*** Opening of RECORD EXCERPTS ***

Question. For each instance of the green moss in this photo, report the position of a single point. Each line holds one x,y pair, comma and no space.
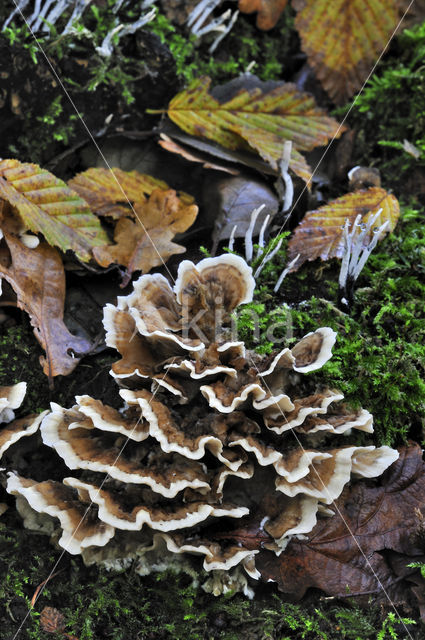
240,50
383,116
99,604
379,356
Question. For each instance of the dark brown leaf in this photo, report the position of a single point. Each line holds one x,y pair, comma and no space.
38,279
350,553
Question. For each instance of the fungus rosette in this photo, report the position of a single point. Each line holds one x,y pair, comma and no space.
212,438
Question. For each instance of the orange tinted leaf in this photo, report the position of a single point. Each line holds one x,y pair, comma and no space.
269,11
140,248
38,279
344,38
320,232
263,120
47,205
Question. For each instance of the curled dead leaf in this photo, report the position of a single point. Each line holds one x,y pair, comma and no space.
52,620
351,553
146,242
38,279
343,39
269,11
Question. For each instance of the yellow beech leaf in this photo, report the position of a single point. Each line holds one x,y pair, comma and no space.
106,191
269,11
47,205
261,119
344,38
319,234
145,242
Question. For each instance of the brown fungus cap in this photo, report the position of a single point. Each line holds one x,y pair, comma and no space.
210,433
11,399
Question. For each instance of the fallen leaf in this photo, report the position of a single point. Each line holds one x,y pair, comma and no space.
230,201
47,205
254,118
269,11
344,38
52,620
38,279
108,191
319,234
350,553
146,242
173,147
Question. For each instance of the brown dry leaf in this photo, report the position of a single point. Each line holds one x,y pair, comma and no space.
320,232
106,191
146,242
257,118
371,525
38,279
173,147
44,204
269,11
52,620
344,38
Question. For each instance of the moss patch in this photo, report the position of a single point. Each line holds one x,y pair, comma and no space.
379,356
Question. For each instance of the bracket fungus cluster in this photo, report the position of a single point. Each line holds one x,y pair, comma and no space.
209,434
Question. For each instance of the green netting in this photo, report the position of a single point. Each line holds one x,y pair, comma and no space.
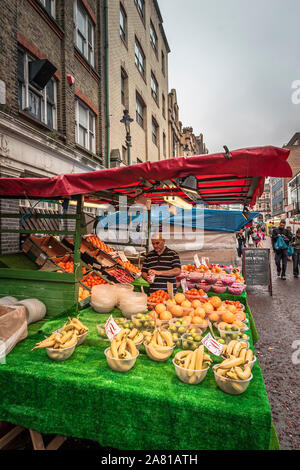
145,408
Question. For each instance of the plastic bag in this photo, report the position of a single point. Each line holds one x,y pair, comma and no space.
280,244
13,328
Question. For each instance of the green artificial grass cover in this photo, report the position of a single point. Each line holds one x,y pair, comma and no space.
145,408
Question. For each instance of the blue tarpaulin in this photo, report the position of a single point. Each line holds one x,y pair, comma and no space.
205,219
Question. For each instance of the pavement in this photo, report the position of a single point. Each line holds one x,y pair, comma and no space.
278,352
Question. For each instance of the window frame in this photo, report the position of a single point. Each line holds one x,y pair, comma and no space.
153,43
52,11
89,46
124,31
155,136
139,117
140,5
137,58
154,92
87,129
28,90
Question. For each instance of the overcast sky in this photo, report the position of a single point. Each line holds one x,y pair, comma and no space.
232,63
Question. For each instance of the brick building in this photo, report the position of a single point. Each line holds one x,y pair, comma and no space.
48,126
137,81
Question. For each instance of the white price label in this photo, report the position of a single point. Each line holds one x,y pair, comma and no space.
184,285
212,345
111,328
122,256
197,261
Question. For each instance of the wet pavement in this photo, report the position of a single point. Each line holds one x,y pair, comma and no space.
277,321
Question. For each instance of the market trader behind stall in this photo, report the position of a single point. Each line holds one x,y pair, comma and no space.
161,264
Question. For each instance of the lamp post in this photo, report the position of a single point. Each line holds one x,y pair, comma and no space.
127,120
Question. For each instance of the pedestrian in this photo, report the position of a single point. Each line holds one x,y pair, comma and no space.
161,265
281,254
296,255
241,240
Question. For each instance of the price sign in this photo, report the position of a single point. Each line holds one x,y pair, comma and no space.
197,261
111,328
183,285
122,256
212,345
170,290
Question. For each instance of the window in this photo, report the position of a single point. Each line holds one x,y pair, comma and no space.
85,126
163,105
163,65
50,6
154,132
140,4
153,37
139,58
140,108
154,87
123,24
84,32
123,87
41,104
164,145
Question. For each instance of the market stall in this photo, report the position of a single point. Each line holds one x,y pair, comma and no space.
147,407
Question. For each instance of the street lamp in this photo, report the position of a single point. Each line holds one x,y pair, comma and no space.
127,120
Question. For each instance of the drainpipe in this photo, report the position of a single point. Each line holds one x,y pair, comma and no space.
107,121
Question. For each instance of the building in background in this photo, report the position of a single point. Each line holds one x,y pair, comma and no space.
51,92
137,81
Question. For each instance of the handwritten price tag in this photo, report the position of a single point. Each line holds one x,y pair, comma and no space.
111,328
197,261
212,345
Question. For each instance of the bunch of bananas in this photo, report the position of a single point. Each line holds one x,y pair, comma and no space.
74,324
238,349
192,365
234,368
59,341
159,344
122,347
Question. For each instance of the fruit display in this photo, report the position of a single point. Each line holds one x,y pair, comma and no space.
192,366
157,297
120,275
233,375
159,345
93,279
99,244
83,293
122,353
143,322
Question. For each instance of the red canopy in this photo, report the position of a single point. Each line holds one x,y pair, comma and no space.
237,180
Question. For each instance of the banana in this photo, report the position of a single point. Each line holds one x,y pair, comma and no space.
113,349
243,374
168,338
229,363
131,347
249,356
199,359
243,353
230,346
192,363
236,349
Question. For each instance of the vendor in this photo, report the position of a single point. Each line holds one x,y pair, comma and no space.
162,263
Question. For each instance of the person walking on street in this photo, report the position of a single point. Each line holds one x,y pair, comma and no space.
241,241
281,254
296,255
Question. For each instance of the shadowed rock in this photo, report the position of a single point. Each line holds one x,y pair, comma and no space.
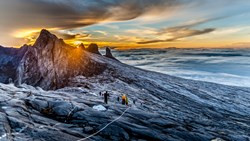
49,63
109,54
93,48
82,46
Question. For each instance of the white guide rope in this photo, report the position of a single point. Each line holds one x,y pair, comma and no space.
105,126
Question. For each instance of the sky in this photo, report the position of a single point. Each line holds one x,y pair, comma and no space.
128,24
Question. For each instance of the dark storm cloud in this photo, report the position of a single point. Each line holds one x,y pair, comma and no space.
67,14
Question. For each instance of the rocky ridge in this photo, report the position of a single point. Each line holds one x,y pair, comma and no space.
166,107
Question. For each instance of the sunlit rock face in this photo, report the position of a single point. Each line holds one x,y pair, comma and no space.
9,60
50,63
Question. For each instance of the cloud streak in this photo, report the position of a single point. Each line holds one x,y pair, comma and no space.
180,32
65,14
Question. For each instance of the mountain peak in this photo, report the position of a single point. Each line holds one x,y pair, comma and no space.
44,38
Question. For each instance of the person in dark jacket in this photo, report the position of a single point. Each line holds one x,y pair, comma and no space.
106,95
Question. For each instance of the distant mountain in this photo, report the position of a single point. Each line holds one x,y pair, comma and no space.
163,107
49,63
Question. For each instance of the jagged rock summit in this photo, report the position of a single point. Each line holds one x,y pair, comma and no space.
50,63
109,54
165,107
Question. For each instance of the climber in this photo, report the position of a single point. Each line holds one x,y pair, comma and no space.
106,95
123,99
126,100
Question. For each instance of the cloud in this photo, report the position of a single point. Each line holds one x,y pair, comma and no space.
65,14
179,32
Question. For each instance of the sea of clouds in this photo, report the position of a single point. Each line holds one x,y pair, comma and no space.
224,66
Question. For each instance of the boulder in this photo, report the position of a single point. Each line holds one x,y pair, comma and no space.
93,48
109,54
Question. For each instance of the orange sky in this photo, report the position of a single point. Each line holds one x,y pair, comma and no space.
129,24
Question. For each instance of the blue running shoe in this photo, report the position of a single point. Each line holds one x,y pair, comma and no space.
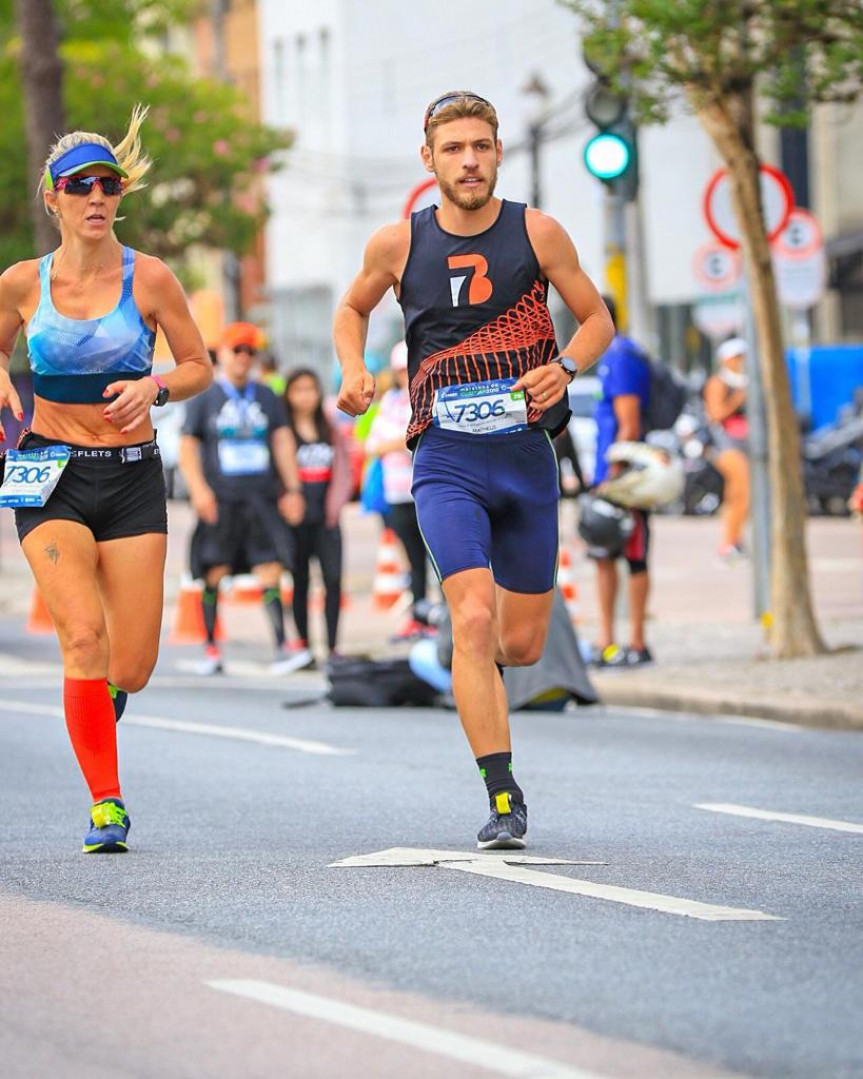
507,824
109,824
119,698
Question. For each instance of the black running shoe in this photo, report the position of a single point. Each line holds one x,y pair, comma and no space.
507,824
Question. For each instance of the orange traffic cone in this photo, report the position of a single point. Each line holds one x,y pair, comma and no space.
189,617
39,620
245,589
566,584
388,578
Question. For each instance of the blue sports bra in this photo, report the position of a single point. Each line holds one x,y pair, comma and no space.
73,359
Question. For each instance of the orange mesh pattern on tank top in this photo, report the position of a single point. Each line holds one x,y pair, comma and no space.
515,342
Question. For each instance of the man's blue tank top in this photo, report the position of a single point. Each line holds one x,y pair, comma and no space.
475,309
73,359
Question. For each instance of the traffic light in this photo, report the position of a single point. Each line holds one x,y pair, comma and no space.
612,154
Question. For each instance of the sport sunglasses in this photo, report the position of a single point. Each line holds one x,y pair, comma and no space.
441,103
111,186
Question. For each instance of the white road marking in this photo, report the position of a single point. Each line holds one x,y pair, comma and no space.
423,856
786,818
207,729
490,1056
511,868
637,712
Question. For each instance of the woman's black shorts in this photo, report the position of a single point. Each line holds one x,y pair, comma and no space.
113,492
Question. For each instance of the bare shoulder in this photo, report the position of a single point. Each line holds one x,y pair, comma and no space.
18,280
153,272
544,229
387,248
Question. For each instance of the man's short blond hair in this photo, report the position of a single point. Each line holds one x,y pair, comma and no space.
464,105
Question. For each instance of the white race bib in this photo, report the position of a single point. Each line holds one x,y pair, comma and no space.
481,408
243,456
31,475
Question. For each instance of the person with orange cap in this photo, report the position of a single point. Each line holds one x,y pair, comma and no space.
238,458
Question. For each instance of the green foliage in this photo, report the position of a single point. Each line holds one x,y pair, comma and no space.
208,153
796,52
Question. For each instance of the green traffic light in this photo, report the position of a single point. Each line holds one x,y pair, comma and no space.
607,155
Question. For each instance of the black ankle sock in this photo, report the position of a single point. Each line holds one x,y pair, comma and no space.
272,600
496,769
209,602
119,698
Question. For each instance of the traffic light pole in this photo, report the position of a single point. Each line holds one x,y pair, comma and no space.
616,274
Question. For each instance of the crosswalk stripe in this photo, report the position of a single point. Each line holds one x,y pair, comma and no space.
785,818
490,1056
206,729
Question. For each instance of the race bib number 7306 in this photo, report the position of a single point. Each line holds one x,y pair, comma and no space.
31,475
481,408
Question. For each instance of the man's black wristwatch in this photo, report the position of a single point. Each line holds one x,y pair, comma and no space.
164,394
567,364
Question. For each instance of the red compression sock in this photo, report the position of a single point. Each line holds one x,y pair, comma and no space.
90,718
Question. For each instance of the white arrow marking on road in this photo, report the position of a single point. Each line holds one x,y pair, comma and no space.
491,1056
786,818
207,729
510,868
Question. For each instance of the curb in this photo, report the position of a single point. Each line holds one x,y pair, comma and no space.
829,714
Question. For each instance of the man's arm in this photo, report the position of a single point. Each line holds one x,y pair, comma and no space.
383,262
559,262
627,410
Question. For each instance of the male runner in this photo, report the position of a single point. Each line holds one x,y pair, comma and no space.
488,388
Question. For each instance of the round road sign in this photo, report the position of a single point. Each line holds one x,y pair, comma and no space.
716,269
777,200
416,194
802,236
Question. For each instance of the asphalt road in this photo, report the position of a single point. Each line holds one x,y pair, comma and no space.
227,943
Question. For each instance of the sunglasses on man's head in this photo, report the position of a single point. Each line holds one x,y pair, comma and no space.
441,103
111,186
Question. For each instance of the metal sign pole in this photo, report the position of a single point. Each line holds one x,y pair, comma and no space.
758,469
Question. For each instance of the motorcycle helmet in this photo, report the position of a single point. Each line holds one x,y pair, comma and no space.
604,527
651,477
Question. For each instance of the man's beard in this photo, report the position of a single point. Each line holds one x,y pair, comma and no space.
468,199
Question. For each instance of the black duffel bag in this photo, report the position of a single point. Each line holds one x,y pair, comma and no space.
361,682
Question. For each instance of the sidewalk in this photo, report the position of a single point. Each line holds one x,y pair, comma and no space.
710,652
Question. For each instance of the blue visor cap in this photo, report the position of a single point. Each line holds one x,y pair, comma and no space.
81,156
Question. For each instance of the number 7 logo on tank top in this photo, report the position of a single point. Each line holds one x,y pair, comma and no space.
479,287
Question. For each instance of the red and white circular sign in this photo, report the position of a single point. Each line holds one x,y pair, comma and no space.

*** Close of RECORD EXCERPTS ***

→ **TASK PROMPT**:
Each line from the line holding "Question. For each instance of the blue visor" through the end of the material above is to be printed exactly, both ends included, and no other line is to appear.

→ **SOLUTION FOR THIS PROBLEM**:
Question. For each instance of the blue visor cap in this photo, report the position of a single point. Each line holds one x,y pair, comma and no space.
81,156
Question. For each instance of the number 7 logo on tank top in this photo, report the position of a single point. Each line holds one x,y pair, comma and no space.
479,287
Question. For each instance of the red and white circular sign in this photo, report the position of a single point. Each line holds one x,y pair, comma and no space.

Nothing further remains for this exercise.